> _Directive_
Please copy the records below word for word, from the line with "find the cloud" to the line with "top-left (14, 197), bottom-right (366, 285)", including both of those lines.

> _Supplied data_
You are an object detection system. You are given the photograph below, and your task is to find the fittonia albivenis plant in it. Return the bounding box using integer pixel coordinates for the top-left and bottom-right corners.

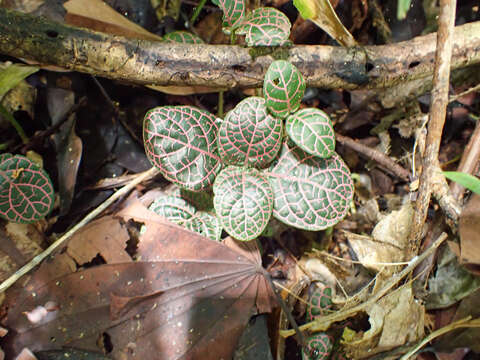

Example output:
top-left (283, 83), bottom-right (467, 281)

top-left (143, 0), bottom-right (353, 241)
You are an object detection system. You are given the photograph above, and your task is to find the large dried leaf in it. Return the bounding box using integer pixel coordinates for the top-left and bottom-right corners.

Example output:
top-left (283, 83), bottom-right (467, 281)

top-left (343, 284), bottom-right (425, 359)
top-left (6, 202), bottom-right (271, 360)
top-left (143, 106), bottom-right (220, 191)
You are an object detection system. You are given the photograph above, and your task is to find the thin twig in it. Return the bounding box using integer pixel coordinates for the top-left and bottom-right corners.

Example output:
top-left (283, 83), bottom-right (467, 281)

top-left (450, 119), bottom-right (480, 201)
top-left (265, 271), bottom-right (306, 347)
top-left (400, 316), bottom-right (480, 360)
top-left (448, 84), bottom-right (480, 103)
top-left (408, 0), bottom-right (457, 255)
top-left (335, 134), bottom-right (410, 181)
top-left (0, 167), bottom-right (158, 293)
top-left (280, 233), bottom-right (447, 337)
top-left (12, 96), bottom-right (87, 154)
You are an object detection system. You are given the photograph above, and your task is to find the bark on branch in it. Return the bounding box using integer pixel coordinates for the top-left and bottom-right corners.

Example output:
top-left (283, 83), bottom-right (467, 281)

top-left (0, 8), bottom-right (480, 89)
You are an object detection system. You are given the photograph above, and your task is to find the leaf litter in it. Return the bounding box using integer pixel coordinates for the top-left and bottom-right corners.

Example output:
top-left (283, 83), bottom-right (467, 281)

top-left (0, 201), bottom-right (272, 360)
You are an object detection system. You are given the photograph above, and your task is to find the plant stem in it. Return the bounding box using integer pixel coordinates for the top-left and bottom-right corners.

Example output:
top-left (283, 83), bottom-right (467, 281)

top-left (264, 271), bottom-right (306, 347)
top-left (217, 91), bottom-right (224, 119)
top-left (0, 104), bottom-right (28, 144)
top-left (188, 0), bottom-right (207, 27)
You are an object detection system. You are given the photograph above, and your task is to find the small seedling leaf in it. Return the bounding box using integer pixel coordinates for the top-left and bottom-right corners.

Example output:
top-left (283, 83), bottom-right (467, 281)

top-left (218, 96), bottom-right (283, 167)
top-left (0, 154), bottom-right (55, 223)
top-left (143, 106), bottom-right (220, 191)
top-left (213, 166), bottom-right (273, 241)
top-left (443, 171), bottom-right (480, 195)
top-left (302, 333), bottom-right (333, 360)
top-left (149, 195), bottom-right (222, 241)
top-left (263, 60), bottom-right (306, 119)
top-left (162, 31), bottom-right (205, 44)
top-left (285, 108), bottom-right (335, 158)
top-left (266, 144), bottom-right (354, 231)
top-left (0, 64), bottom-right (39, 100)
top-left (212, 0), bottom-right (245, 33)
top-left (236, 7), bottom-right (292, 46)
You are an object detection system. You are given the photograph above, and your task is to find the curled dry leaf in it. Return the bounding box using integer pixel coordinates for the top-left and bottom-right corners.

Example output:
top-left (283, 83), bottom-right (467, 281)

top-left (6, 201), bottom-right (272, 360)
top-left (343, 284), bottom-right (425, 359)
top-left (346, 203), bottom-right (413, 276)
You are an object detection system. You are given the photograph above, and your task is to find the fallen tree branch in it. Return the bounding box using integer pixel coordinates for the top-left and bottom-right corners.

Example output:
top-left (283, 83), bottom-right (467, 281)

top-left (408, 0), bottom-right (457, 255)
top-left (0, 8), bottom-right (480, 90)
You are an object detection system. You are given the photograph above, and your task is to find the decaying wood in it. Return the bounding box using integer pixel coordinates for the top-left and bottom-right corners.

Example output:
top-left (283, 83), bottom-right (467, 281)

top-left (0, 8), bottom-right (480, 89)
top-left (408, 0), bottom-right (457, 256)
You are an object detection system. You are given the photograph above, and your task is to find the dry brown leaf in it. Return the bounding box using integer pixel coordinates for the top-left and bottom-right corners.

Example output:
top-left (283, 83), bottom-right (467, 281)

top-left (0, 222), bottom-right (44, 281)
top-left (67, 216), bottom-right (132, 265)
top-left (5, 201), bottom-right (273, 360)
top-left (344, 285), bottom-right (425, 359)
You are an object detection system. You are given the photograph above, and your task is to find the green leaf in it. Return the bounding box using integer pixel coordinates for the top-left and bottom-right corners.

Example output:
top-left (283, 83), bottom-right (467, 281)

top-left (218, 96), bottom-right (283, 167)
top-left (0, 64), bottom-right (38, 100)
top-left (0, 154), bottom-right (55, 223)
top-left (285, 108), bottom-right (335, 158)
top-left (212, 0), bottom-right (245, 30)
top-left (149, 195), bottom-right (222, 241)
top-left (302, 333), bottom-right (333, 360)
top-left (263, 60), bottom-right (306, 119)
top-left (143, 106), bottom-right (221, 191)
top-left (266, 144), bottom-right (354, 231)
top-left (397, 0), bottom-right (411, 20)
top-left (162, 31), bottom-right (205, 44)
top-left (236, 7), bottom-right (292, 46)
top-left (443, 171), bottom-right (480, 194)
top-left (293, 0), bottom-right (357, 47)
top-left (213, 166), bottom-right (273, 241)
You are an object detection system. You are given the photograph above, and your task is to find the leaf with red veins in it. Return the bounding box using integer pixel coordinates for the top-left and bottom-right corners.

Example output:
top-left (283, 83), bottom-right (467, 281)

top-left (213, 166), bottom-right (273, 241)
top-left (236, 7), bottom-right (292, 46)
top-left (263, 60), bottom-right (306, 119)
top-left (0, 154), bottom-right (55, 223)
top-left (218, 96), bottom-right (283, 168)
top-left (143, 106), bottom-right (221, 191)
top-left (212, 0), bottom-right (245, 34)
top-left (285, 108), bottom-right (335, 158)
top-left (265, 144), bottom-right (354, 231)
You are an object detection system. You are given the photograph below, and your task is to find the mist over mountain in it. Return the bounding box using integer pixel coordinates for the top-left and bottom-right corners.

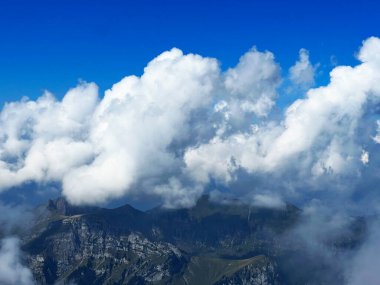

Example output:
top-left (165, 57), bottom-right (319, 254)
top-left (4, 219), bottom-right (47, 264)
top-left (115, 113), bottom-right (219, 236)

top-left (0, 8), bottom-right (380, 280)
top-left (0, 196), bottom-right (371, 284)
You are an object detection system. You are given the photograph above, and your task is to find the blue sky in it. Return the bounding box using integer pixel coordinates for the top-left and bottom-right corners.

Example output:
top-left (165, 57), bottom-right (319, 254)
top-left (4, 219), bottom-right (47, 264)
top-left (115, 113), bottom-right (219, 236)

top-left (0, 0), bottom-right (380, 106)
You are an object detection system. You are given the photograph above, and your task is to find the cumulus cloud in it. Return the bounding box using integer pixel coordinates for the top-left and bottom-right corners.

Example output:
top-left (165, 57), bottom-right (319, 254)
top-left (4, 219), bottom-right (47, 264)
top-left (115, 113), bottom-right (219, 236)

top-left (0, 38), bottom-right (380, 207)
top-left (184, 38), bottom-right (380, 195)
top-left (0, 237), bottom-right (35, 285)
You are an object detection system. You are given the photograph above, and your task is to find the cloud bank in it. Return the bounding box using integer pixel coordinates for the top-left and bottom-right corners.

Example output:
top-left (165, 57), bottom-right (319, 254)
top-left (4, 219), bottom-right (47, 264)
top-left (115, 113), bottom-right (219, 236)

top-left (0, 237), bottom-right (35, 285)
top-left (0, 37), bottom-right (380, 207)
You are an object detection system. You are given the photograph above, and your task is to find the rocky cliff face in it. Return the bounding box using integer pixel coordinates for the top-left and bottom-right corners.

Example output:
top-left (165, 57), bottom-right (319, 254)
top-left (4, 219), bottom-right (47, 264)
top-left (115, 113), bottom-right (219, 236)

top-left (14, 197), bottom-right (366, 285)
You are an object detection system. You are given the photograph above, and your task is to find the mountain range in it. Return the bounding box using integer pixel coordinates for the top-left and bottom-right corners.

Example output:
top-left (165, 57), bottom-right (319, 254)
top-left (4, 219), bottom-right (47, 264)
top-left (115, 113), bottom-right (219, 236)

top-left (4, 195), bottom-right (366, 285)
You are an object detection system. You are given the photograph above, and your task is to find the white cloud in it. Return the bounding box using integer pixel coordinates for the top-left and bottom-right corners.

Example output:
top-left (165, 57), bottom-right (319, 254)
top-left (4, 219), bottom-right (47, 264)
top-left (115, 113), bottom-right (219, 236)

top-left (184, 39), bottom-right (380, 189)
top-left (0, 237), bottom-right (34, 285)
top-left (0, 38), bottom-right (380, 206)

> _Written answer_
You are an object detection system. You are given the photograph above, and your task is to find the cloud bank in it. Return the bounding box using integer pixel coordinates for the top-left and bottom-right corners.

Example output:
top-left (165, 57), bottom-right (319, 254)
top-left (4, 219), bottom-right (47, 264)
top-left (115, 113), bottom-right (219, 236)

top-left (0, 237), bottom-right (35, 285)
top-left (0, 37), bottom-right (380, 207)
You are an object detection system. You are given the photograph above, and your task is to find the rocky cliff face in it. Return the bounding box using integer pixel coordinates for the top-left and bottom-right corners.

Example output:
top-left (165, 57), bottom-right (319, 254)
top-left (4, 219), bottom-right (47, 264)
top-left (115, 113), bottom-right (219, 236)

top-left (14, 197), bottom-right (366, 285)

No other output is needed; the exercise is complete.